**Exercise goal:** In the text on UK immigration detention, condense the paragraph beginning "When private companies expand their businesses" into a short bulleted list that keeps its main facts.

**Text under study:**

--

The detention system is a profitable market. Private companies are fast becoming the primary supplier of facilities and staff, with multi-national companies like Serco, G4S and the Geo Group providing detention centres across the country. If one takes a cautionary look towards the United States, where the growth of private detention centres and prisons has surprisingly been matched by a growth in the detained population, the future of the UK 'detention market' is hardly difficult to predict.
When private companies expand their businesses, they talk about emerging markets and new opportunities; they speculate a return on their initial investment. In the case of detention, these private companies have a vested interest in the increasing securitisation of the UK asylum system. Every additional detainee admitted to a detention centre clocks up figures used to justify the construction of a new centre; every unfairly detained asylum seeker sustains the profits of the private company. This is the reality of what G4S have determined as the 'asylum market.'
The sad thing is that reports on the poor standards of healthcare, mental health support, and general care in detention centres have continually fallen on deaf ears. Unfortunately, cases like Muhammad's are still allowed to happen:
Abdul Khan pressed the emergency button again. It was after 6 am and his roommate Muhammad Shukat was groaning in agony, clenching his chest, and sweating profusely—he had collapsed for the second time that morning. Nursing staff came in, unlocked the door to the small window-less room, picked Shukat up, put him back in his bed, took his temperature, administered medication, and left the room. After three separate similar visits by nursing staff and ten different frantic calls of the emergency button by 19-year-old immigration detainee Khan, an ambulance was called at about 7·20 am—nearly 2 hours after Khan's initial call for help. Paramedics attempted to resuscitate Shukat but the 47-year-old was pronounced dead on arrival to hospital. His body was flown from the UK back to his family in Pakistan. This was Kahn's account of a tragic morning at Colnbrook immigration detention centre, Middlesex, UK, at an inquest in 2012.Serco, the managers of Colnbrook detention centre, and the Home Office have declared that all recommendations from the inquest have been implemented. However, organisations like Medical Justice and Freedom from Torture maintain that current standards in immigration detention centres are far from satisfactory.
The proliferation of detention in the asylum system and an obsession on the incarceration of 'overstayers' and 'refused' asylum seekers is part of a wider political discourse. A focus on detention allows the government to posture as being 'tough' on illegal immigration, and appeases the entrenched Tory right that haunts the back-benches of Westminister. Yet a question of rights remains. As three cases of unlawful detention of asylum seekers with mental health issues were brought to the High Court in the past year, detained fast track is no longer looking like such an 'easy' option for government to take. Imprisonment without a crime; that just doesn't sound right, does it?

--

**Exercise data:**

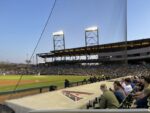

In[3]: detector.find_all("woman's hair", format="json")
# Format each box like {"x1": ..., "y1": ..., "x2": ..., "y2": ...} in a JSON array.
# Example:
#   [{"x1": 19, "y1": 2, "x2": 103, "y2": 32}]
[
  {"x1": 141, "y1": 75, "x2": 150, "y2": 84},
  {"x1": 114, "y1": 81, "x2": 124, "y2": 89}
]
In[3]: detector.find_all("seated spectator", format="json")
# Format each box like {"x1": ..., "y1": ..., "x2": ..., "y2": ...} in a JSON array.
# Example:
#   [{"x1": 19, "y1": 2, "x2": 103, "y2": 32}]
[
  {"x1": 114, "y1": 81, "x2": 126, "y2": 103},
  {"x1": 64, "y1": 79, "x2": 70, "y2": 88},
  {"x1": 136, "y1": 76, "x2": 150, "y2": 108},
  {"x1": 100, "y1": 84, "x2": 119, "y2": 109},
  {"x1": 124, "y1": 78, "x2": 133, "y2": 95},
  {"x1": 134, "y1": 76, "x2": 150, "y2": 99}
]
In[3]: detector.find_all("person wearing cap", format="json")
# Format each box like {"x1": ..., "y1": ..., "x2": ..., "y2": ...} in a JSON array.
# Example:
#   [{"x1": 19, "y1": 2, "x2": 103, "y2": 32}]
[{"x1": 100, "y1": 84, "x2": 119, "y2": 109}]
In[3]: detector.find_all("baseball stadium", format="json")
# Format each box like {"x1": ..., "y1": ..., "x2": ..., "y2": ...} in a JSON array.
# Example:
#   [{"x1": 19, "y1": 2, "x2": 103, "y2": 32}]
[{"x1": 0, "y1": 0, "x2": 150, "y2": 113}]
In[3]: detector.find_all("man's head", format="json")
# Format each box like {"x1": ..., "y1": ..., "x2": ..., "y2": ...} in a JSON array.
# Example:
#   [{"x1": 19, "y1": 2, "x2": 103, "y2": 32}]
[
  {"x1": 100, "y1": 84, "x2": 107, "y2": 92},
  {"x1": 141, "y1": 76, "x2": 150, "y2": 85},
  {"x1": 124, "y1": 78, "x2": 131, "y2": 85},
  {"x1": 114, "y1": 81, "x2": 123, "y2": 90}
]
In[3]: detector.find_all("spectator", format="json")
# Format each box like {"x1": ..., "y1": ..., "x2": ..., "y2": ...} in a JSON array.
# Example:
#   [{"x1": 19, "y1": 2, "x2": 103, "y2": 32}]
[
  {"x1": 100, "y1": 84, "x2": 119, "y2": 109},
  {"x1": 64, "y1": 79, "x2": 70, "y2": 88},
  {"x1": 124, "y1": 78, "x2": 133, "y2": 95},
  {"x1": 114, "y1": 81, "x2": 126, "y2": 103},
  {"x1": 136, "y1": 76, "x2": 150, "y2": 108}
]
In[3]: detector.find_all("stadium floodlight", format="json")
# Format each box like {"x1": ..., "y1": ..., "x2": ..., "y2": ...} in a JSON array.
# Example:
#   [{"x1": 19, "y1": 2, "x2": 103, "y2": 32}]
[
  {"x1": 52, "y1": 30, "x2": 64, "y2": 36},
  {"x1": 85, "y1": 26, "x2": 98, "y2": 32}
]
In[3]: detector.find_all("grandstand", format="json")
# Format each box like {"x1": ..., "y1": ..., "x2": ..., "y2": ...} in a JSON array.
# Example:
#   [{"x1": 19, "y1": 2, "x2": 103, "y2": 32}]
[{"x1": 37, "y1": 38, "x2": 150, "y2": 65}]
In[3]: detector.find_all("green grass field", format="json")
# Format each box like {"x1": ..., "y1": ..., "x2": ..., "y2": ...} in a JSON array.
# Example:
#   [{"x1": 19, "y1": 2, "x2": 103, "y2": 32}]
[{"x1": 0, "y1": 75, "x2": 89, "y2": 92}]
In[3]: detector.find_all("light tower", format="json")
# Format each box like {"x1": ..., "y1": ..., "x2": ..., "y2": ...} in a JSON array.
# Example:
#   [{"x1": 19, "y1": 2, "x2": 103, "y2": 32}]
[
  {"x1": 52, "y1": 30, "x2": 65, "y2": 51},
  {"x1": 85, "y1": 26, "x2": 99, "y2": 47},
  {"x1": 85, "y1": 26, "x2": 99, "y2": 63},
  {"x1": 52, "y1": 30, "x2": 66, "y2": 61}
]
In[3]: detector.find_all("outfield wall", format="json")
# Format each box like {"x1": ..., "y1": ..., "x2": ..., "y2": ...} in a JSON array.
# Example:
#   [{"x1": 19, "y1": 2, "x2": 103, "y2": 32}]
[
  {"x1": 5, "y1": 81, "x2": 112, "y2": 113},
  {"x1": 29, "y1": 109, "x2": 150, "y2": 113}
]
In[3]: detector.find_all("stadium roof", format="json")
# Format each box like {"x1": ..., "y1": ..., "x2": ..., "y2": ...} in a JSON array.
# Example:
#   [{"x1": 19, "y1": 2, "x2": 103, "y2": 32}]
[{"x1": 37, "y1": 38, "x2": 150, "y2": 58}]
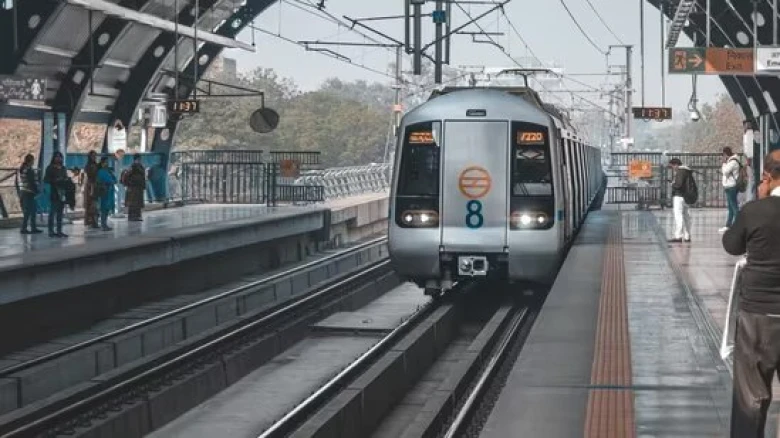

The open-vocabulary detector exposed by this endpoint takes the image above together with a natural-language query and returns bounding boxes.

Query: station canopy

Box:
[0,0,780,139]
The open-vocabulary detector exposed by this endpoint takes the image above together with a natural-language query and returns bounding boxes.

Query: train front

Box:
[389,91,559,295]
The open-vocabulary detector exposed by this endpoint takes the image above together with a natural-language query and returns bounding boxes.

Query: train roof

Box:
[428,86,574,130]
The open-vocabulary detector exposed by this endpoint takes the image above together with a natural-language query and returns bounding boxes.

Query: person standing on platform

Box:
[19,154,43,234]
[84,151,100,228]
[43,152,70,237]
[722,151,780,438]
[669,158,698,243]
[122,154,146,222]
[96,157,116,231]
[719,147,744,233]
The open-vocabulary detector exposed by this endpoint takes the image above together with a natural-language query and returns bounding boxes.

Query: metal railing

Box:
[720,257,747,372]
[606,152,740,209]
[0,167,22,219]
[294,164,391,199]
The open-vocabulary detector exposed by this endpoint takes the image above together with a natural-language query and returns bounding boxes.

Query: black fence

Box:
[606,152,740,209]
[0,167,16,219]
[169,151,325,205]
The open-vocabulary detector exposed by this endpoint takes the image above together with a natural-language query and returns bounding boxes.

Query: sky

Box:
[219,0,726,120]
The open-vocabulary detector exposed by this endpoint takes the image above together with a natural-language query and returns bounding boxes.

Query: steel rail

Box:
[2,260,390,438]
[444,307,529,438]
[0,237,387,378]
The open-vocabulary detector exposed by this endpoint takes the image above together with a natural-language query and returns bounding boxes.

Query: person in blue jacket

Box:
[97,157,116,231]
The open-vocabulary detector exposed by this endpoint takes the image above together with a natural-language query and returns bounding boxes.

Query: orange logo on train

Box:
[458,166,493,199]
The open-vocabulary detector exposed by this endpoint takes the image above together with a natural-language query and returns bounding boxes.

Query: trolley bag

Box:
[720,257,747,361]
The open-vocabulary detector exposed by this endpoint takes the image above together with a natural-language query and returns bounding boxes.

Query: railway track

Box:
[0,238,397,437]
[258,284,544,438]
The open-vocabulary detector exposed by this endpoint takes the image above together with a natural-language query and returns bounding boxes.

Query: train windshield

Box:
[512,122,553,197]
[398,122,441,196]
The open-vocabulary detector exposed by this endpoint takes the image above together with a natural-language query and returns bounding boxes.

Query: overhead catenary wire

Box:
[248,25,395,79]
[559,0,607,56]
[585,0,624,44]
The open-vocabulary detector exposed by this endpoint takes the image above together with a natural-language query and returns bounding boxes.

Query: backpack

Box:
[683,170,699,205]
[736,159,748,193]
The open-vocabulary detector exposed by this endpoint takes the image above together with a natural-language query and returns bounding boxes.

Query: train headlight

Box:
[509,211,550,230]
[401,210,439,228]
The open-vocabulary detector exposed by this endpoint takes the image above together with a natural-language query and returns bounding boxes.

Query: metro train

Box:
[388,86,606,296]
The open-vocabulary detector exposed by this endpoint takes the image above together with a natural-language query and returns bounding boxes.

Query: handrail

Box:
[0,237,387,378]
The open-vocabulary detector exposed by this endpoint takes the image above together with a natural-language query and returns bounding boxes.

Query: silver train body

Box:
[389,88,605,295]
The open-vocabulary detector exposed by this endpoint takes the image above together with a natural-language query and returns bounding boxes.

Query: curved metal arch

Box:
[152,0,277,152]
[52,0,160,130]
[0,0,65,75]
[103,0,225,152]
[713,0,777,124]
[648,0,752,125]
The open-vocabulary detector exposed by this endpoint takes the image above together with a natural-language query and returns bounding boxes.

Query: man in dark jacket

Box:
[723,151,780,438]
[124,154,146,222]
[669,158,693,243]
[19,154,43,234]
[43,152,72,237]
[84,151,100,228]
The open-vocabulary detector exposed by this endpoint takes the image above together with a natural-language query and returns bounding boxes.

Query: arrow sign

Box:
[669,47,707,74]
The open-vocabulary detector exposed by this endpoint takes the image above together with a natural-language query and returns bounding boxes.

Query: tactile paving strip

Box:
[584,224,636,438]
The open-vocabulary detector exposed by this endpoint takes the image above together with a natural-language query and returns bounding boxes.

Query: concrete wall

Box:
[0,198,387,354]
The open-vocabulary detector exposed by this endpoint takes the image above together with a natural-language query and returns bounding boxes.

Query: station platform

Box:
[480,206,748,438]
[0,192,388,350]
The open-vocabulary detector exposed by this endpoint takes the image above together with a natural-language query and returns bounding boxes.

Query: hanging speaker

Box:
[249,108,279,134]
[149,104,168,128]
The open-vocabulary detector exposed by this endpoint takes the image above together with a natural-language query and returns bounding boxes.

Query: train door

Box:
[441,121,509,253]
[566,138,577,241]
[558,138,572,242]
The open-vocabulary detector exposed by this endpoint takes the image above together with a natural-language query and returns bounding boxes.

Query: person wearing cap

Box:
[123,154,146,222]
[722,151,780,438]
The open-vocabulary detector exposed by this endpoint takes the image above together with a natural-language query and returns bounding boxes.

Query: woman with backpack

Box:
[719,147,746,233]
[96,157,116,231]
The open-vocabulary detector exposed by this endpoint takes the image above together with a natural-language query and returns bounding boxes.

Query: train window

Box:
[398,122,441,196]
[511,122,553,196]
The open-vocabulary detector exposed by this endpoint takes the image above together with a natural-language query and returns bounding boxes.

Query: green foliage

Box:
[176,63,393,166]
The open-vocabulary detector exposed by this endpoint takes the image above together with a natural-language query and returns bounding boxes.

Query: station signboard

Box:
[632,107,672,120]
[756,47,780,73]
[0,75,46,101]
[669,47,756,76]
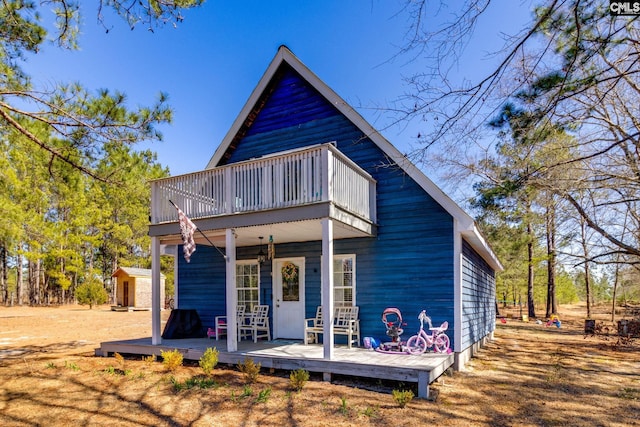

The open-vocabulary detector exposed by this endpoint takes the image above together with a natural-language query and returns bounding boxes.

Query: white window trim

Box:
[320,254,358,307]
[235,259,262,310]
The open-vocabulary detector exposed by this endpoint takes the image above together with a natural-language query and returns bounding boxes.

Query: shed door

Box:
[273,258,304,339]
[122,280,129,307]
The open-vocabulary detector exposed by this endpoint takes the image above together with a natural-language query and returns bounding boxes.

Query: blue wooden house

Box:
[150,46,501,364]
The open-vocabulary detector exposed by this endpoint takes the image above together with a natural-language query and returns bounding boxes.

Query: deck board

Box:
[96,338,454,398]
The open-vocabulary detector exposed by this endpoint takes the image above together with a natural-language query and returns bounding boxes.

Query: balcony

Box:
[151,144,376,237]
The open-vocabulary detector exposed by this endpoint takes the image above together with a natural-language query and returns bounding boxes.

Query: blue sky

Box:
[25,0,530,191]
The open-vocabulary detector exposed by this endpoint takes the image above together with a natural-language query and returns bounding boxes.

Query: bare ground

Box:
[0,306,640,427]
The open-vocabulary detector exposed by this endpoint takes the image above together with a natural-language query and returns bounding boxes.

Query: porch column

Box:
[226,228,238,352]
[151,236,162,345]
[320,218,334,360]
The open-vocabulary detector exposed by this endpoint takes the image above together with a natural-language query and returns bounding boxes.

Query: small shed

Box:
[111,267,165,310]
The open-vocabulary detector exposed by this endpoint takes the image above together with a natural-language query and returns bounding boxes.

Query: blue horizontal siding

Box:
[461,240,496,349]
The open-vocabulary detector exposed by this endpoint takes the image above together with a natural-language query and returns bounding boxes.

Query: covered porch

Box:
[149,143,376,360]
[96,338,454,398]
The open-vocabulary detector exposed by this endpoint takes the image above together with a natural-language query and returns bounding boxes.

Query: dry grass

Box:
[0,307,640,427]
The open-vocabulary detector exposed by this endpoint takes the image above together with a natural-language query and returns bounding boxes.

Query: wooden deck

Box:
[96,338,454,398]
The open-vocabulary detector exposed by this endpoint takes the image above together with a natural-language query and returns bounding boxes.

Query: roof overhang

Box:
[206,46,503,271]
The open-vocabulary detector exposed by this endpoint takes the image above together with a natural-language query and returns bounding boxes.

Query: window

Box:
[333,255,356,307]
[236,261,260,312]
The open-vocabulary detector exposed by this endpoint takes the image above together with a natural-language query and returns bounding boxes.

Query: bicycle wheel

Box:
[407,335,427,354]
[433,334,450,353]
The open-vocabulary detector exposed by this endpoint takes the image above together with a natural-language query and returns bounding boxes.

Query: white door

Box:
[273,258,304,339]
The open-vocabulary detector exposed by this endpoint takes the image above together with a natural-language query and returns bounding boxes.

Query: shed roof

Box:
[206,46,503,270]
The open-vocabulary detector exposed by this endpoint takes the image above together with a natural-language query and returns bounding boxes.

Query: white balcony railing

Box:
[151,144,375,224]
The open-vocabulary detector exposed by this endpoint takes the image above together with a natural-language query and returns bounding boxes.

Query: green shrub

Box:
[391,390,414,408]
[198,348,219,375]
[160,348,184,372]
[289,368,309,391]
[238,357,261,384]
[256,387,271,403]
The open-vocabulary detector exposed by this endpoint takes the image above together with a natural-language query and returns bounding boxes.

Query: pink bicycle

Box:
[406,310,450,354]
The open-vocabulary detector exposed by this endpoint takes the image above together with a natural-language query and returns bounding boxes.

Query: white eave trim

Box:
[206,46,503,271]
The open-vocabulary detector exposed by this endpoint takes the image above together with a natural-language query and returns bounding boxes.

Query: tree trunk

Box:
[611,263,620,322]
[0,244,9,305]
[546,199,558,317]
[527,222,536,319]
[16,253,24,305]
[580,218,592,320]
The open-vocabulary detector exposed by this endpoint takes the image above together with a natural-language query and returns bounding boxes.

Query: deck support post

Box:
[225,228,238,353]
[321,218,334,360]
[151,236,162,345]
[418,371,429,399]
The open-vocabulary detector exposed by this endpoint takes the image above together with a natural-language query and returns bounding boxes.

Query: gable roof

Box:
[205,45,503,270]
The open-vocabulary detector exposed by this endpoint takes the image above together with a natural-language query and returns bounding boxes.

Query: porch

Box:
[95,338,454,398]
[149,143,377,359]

--

**Output of the exercise:**
- Expanding private companies talk of emerging markets and new opportunities and expect a return on their investment.
- Companies running detention have a vested interest in the growing securitisation of the UK asylum system.
- Each additional detainee adds to figures used to justify building a new centre.
- Each unfairly detained asylum seeker sustains the company's profits.
- G4S has called this the 'asylum market.'